## Task goal
Every record here must be set down once more, precisely as it reads.

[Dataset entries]
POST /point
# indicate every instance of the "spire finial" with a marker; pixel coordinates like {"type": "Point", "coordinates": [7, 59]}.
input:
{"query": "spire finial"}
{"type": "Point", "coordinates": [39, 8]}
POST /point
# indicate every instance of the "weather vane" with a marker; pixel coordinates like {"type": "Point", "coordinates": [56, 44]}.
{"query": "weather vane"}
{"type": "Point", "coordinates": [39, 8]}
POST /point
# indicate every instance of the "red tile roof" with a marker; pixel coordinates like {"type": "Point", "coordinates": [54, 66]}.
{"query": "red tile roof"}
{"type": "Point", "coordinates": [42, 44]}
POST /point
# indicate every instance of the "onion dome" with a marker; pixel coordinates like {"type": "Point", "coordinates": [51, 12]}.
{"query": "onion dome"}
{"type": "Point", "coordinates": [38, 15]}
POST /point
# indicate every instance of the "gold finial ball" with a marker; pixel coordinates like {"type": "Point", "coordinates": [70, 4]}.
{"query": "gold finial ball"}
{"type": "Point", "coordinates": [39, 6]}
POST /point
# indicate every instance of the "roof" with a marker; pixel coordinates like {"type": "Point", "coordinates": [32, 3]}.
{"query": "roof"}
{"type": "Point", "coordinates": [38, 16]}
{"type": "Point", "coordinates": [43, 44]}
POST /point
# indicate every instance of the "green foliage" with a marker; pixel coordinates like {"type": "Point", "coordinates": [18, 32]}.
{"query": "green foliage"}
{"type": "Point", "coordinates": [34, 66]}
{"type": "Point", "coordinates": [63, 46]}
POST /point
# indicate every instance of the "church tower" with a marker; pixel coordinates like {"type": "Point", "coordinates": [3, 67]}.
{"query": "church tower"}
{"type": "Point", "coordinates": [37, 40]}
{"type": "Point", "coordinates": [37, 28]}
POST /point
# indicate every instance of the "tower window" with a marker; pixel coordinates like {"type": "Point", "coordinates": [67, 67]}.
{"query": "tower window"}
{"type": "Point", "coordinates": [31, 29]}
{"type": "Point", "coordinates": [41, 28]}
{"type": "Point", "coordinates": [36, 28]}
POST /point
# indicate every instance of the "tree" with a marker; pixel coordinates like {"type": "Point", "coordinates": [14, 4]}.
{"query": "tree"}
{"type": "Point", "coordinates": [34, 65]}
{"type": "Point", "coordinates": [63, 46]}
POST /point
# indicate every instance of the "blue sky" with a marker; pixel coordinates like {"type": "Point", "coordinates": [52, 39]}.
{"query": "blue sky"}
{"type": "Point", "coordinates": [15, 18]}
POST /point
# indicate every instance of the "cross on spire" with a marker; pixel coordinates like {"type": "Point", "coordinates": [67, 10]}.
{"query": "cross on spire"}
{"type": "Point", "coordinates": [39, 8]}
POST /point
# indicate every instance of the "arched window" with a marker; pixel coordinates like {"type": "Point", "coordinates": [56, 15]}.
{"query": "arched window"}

## Task response
POST /point
# indicate every instance of the "spire finial" with a marker; pixel coordinates like {"type": "Point", "coordinates": [7, 59]}.
input:
{"query": "spire finial"}
{"type": "Point", "coordinates": [39, 8]}
POST /point
# indicate every instance of the "weather vane" with a marker; pixel coordinates like {"type": "Point", "coordinates": [56, 44]}.
{"query": "weather vane"}
{"type": "Point", "coordinates": [39, 8]}
POST /point
# indicate every instance of the "red tile roof" with a marker; pixel coordinates like {"type": "Point", "coordinates": [54, 66]}.
{"query": "red tile roof"}
{"type": "Point", "coordinates": [42, 44]}
POST /point
# indicate every instance of the "onion dome" with a marker; pixel coordinates like {"type": "Point", "coordinates": [51, 12]}.
{"query": "onion dome"}
{"type": "Point", "coordinates": [38, 15]}
POST /point
# indicate every instance of the "gold finial ball" with a marker; pixel coordinates like {"type": "Point", "coordinates": [70, 4]}.
{"query": "gold finial ball"}
{"type": "Point", "coordinates": [39, 6]}
POST /point
# indicate every instance of the "roof" with a marker; pixel coordinates like {"type": "Point", "coordinates": [32, 3]}.
{"query": "roof"}
{"type": "Point", "coordinates": [38, 16]}
{"type": "Point", "coordinates": [43, 44]}
POST /point
# indicate every instance of the "green foliage" with a marker; pixel coordinates like {"type": "Point", "coordinates": [18, 32]}.
{"query": "green foliage"}
{"type": "Point", "coordinates": [34, 66]}
{"type": "Point", "coordinates": [63, 46]}
POST /point
# indicate every instance of the "church tower" with a marker; pixel coordinates like {"type": "Point", "coordinates": [3, 67]}.
{"query": "church tower"}
{"type": "Point", "coordinates": [37, 40]}
{"type": "Point", "coordinates": [37, 28]}
POST /point
# indicate every instance of the "tower window" with a marker; pixel coordinates like {"type": "Point", "coordinates": [67, 67]}.
{"query": "tower window"}
{"type": "Point", "coordinates": [31, 29]}
{"type": "Point", "coordinates": [41, 28]}
{"type": "Point", "coordinates": [36, 28]}
POST /point
# indicate every instance of the "tree" with a marker; pixel coordinates like {"type": "Point", "coordinates": [14, 4]}.
{"query": "tree"}
{"type": "Point", "coordinates": [34, 65]}
{"type": "Point", "coordinates": [63, 46]}
POST /point
# indicate every instance of the "blue sky" with a marker; pixel coordinates like {"type": "Point", "coordinates": [52, 39]}.
{"query": "blue sky"}
{"type": "Point", "coordinates": [15, 18]}
POST /point
# indicate every instance of the "cross on spire" with a marker; pixel coordinates like {"type": "Point", "coordinates": [67, 10]}.
{"query": "cross on spire"}
{"type": "Point", "coordinates": [39, 8]}
POST /point
# indicate every instance of the "arched window" with a marker; pixel coordinates like {"type": "Point", "coordinates": [56, 15]}.
{"query": "arched window"}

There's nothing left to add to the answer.